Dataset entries
____

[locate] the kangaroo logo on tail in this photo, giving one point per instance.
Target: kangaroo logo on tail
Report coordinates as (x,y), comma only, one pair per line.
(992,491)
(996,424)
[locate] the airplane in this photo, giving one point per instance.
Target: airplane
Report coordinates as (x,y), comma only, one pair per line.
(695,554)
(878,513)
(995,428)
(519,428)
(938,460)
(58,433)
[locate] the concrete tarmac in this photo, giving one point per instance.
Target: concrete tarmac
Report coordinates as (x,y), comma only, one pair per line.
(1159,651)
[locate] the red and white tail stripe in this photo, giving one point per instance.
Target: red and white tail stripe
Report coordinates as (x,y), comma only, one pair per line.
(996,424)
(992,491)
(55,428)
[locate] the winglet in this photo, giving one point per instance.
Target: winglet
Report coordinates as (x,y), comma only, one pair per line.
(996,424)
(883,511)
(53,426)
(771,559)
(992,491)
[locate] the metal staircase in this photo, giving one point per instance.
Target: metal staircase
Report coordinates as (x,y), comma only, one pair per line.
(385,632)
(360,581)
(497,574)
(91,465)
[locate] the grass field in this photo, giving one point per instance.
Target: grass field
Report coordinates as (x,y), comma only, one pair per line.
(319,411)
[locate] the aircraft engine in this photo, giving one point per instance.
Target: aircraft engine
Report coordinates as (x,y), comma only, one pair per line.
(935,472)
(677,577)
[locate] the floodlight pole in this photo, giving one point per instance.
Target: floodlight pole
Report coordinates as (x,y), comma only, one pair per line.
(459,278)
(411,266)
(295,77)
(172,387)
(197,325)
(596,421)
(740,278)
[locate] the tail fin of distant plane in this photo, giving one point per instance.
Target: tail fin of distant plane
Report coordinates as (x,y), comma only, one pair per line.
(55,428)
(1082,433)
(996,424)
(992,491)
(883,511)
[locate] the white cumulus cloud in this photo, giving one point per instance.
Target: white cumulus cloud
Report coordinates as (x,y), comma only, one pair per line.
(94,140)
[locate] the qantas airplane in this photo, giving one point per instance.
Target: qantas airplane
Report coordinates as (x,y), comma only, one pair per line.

____

#### [What is needed]
All records above must be printed again, exactly.

#### [Output below]
[locate] the kangaroo logo on tail in this photo, giving one point per instance.
Target: kangaroo logo on tail
Report coordinates as (x,y), comma only, one pair per line.
(992,491)
(996,424)
[locate] the airplane in this photo, giving one point per instance.
Target: airplane
Report coordinates as (x,y), comma only, one pair per line.
(695,554)
(878,513)
(995,428)
(519,428)
(938,460)
(58,433)
[locate] the concrete tarmac in this photo, giving one point per instance.
Target: concrete tarmac
Report coordinates as (x,y), comma only, one pair per line.
(1159,651)
[locate] the red and white tail stripe in this photo, giving one point per instance.
Target: red and white tail stripe
Report coordinates as (x,y), comma only, one pair per line.
(996,424)
(992,491)
(55,428)
[locate] the winglet in this photo, giving one point per instance.
Target: winglet
Report coordinates as (x,y), comma only, one pair per line.
(996,424)
(883,511)
(53,426)
(771,559)
(992,491)
[locate] the metal staircase in this photo, giving one point per instance.
Target: metal staircase
Report coordinates as (x,y), comma only, one pair per line.
(385,632)
(360,581)
(497,574)
(91,465)
[locate] the grass field in this photo, giving one point per instance.
Target: grass field
Report coordinates as (x,y), comma only, one pair per line.
(319,411)
[locate] the aircraft engine in this photo, giving one point per instance.
Target: aircraft engine
Report coordinates as (x,y), comma only, one pair per line.
(935,472)
(677,577)
[locate] the floodlight pole in this photo, giving one point per instance.
Target: floodlight pole
Report coordinates as (x,y), comma only, one pair per line.
(459,278)
(411,266)
(295,77)
(172,387)
(197,325)
(596,421)
(740,278)
[locate] the tail fin of distant plane in this photo, giving one point per instance.
Target: tail fin of distant plane
Report coordinates as (x,y), comma only, one pair per line.
(55,428)
(1082,433)
(996,424)
(992,491)
(883,511)
[locate] the white cumulus cloud in this photo, giving one point per instance.
Target: white cumulus cloud
Report coordinates as (x,y), comma only, one pair per line.
(94,140)
[locate] the qantas airplane in this photo, giving one point per instance.
Target: qantas airplane
Report coordinates as (x,y), comma only, one pair per line.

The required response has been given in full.